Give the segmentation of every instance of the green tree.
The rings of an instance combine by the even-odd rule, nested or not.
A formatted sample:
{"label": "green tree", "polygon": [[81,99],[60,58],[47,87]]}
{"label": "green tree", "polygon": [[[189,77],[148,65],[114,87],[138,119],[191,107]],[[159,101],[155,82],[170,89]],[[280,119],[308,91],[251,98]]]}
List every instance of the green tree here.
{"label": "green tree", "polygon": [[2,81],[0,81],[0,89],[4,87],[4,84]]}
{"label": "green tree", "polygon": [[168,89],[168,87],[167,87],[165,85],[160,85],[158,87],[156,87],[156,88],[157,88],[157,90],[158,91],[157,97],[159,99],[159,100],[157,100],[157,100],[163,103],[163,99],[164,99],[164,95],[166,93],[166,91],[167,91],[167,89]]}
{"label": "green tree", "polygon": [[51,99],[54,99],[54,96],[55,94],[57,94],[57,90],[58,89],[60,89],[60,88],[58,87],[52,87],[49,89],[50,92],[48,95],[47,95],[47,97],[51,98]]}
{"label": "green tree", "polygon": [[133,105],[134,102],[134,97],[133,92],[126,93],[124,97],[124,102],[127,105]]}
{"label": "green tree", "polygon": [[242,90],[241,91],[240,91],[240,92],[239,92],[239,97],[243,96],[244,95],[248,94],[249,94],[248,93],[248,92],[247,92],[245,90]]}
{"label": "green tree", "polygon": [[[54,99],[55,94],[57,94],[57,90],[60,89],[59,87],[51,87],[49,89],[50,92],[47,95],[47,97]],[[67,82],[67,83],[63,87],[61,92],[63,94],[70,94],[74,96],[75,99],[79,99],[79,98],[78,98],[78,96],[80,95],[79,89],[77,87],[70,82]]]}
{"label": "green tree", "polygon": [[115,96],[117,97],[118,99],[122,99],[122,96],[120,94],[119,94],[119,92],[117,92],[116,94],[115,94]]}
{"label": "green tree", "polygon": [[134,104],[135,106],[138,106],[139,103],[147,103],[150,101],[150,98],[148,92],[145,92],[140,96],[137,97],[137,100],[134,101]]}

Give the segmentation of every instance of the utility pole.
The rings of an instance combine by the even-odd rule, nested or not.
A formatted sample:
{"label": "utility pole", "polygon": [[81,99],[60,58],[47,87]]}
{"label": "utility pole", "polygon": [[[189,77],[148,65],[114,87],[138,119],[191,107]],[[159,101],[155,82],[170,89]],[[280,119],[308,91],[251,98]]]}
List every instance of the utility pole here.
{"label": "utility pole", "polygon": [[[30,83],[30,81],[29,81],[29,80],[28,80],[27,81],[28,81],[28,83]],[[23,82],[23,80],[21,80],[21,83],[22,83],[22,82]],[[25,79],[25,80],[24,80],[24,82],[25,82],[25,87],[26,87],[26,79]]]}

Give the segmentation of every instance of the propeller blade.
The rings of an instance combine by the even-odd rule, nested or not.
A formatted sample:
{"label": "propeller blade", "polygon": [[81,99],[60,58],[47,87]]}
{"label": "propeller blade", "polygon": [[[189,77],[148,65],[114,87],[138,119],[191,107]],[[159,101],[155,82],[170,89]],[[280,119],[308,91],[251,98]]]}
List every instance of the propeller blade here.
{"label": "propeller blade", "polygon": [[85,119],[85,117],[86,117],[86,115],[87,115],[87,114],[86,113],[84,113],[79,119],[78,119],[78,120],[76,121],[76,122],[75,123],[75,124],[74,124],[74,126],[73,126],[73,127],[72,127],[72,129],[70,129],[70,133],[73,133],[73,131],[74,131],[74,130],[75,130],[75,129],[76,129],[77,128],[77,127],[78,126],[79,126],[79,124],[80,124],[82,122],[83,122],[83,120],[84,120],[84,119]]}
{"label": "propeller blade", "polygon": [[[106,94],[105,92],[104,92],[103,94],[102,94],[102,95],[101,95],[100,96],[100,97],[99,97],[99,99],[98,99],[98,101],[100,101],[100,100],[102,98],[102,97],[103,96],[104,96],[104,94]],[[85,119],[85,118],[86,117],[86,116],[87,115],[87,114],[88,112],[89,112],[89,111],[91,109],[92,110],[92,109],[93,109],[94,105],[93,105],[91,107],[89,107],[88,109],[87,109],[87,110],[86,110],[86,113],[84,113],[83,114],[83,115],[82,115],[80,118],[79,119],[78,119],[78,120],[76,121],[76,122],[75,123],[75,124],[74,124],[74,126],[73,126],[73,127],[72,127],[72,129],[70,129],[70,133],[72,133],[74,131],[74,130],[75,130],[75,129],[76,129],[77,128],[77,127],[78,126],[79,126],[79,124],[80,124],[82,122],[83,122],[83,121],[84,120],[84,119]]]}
--------------------------------
**Written task:** Reproduce the entire listing above verbatim, keeping every line in its original order.

**Expected answer:**
Give the segmentation of every instance of the green tree.
The rings of an instance combine by the even-odd rule, nested or not.
A formatted sample:
{"label": "green tree", "polygon": [[81,99],[60,58],[47,87]]}
{"label": "green tree", "polygon": [[[189,77],[148,65],[114,87],[138,119],[191,107]],[[159,101],[155,82],[170,89]],[[280,119],[308,91],[251,98]]]}
List every instance of the green tree here.
{"label": "green tree", "polygon": [[2,81],[0,81],[0,89],[4,87],[4,84]]}
{"label": "green tree", "polygon": [[168,89],[168,87],[167,87],[165,85],[160,85],[158,87],[156,87],[156,88],[157,88],[157,90],[158,91],[157,97],[159,99],[159,100],[157,100],[157,100],[163,103],[163,99],[164,99],[164,95],[166,93],[166,91],[167,91],[167,89]]}
{"label": "green tree", "polygon": [[51,99],[54,99],[54,96],[55,94],[57,94],[57,90],[58,89],[60,89],[60,88],[58,87],[52,87],[49,89],[50,92],[48,95],[47,95],[47,97],[51,98]]}
{"label": "green tree", "polygon": [[133,105],[134,102],[134,97],[133,92],[126,93],[124,97],[124,102],[127,105]]}
{"label": "green tree", "polygon": [[242,90],[241,91],[240,91],[240,92],[239,92],[239,97],[243,96],[244,95],[248,94],[249,94],[248,93],[248,92],[247,92],[245,90]]}
{"label": "green tree", "polygon": [[[54,99],[55,94],[57,94],[57,90],[60,89],[59,87],[51,87],[49,89],[50,92],[47,95],[47,97]],[[67,82],[67,83],[63,87],[61,92],[63,94],[70,94],[74,96],[75,99],[79,99],[79,98],[78,98],[78,96],[80,95],[79,89],[77,87],[70,82]]]}
{"label": "green tree", "polygon": [[115,96],[117,97],[118,99],[122,99],[122,96],[120,94],[119,94],[119,92],[117,92],[116,94],[115,94]]}
{"label": "green tree", "polygon": [[134,104],[135,106],[138,106],[139,103],[147,103],[150,101],[150,98],[148,92],[145,92],[140,96],[137,97],[137,100],[134,101]]}

Give the segmentation of every instance of the utility pole.
The rings of an instance combine by the even-odd rule, nested or not.
A formatted sample:
{"label": "utility pole", "polygon": [[81,99],[60,58],[47,87]]}
{"label": "utility pole", "polygon": [[[189,77],[148,65],[114,87],[138,119],[191,107]],[[159,101],[155,82],[170,89]],[[280,119],[308,91],[251,98]]]}
List every instance of the utility pole here.
{"label": "utility pole", "polygon": [[[30,83],[30,81],[29,81],[29,80],[28,80],[27,81],[28,81],[28,83]],[[23,82],[23,80],[21,80],[21,83],[22,83],[22,82]],[[25,79],[25,80],[24,80],[24,82],[25,82],[25,87],[26,87],[26,79]]]}

Give the segmentation of every instance of the propeller blade.
The rings of an instance combine by the even-odd rule, nested or not.
A formatted sample:
{"label": "propeller blade", "polygon": [[81,99],[60,58],[47,87]]}
{"label": "propeller blade", "polygon": [[[189,77],[148,65],[114,87],[138,119],[191,107]],[[159,101],[155,82],[170,89]],[[280,119],[308,91],[251,98]]]}
List every instance of the propeller blade here.
{"label": "propeller blade", "polygon": [[85,119],[85,117],[86,117],[86,115],[87,115],[87,114],[86,113],[84,113],[79,119],[78,119],[78,120],[76,121],[76,122],[75,123],[75,124],[74,124],[74,126],[73,126],[73,127],[72,127],[72,129],[70,129],[70,133],[73,133],[73,131],[74,131],[74,130],[75,130],[75,129],[76,129],[77,128],[77,127],[78,126],[79,126],[79,124],[80,124],[82,122],[83,122],[83,120],[84,120],[84,119]]}
{"label": "propeller blade", "polygon": [[[106,94],[105,92],[104,92],[103,94],[102,94],[102,95],[101,95],[100,96],[100,97],[99,97],[99,99],[98,99],[98,101],[100,101],[100,100],[102,98],[102,97],[103,96],[104,96],[104,94]],[[85,119],[85,118],[86,117],[86,116],[87,115],[87,114],[88,112],[89,112],[89,111],[91,109],[92,110],[92,109],[93,109],[94,105],[93,105],[91,107],[89,107],[88,109],[87,109],[87,110],[86,110],[86,113],[84,113],[83,114],[83,115],[82,115],[80,118],[79,119],[78,119],[78,120],[76,121],[76,122],[75,123],[75,124],[74,124],[74,126],[73,126],[73,127],[72,127],[72,129],[70,129],[70,133],[72,133],[74,131],[74,130],[75,130],[75,129],[76,129],[77,128],[77,127],[78,126],[79,126],[79,124],[80,124],[82,122],[83,122],[83,121],[84,120],[84,119]]]}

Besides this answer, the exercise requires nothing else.